*TASK GOAL*: Copy out all the entries below, putting "dot" wherever "marker" appears and changing nothing else. Leave the pictures out.
___ RECORD LIST
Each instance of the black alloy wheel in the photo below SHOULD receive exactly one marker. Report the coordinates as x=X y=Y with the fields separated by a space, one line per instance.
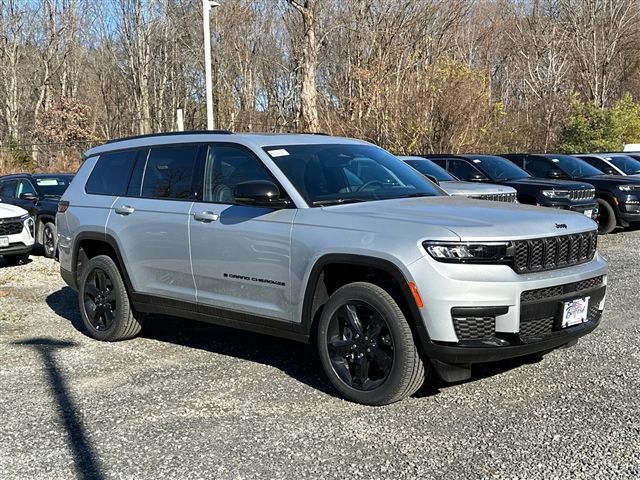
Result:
x=360 y=346
x=366 y=346
x=100 y=300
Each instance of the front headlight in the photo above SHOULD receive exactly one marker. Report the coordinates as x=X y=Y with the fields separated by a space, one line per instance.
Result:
x=470 y=252
x=629 y=188
x=557 y=193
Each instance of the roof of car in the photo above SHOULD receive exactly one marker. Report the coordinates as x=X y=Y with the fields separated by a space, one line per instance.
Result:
x=254 y=139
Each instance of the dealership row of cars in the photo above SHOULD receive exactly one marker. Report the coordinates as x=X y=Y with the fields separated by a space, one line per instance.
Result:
x=336 y=242
x=605 y=187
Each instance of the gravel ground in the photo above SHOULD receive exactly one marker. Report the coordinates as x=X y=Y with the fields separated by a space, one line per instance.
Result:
x=188 y=400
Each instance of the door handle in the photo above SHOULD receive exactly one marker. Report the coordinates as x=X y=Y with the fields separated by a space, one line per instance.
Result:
x=125 y=210
x=205 y=217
______
*THE COMPLETED TASK*:
Each instance of the black alloy wheel in the photo below SHOULD receive exactly one dot. Report the coordinates as x=X y=Y with the fields separated by a space, one line per instance.
Result:
x=360 y=346
x=366 y=346
x=100 y=300
Each instance of the front headlight in the photo above SHOULD receive exactly one dot. Report the coordinates as x=X y=Y with the fields separated by a space, one line per instance.
Result:
x=470 y=252
x=629 y=188
x=557 y=193
Each instance of the roof of car in the photo above SHOULD receive exactly one dot. Report the coordinates as x=X y=Y with the fields separated by a space, one line per instance.
Result:
x=254 y=139
Each instance of the dealership row of cars in the photo above SHOULD receive exactly one dot. Report the coordinates as x=X y=Y with the fields separated by a space, one line per instance.
Result:
x=336 y=242
x=605 y=187
Each instance of the gravel ground in the photo above SHOULD receive exactly one dot. Report the coordinates as x=X y=Y with the fields separated by a space, one line per instance.
Result:
x=188 y=400
Each instance of the door handle in the photo above SHOULD receive exactly one dot. Report the coordinates as x=X y=Y with the fields separated by a space, one line per instance.
Result:
x=125 y=210
x=205 y=217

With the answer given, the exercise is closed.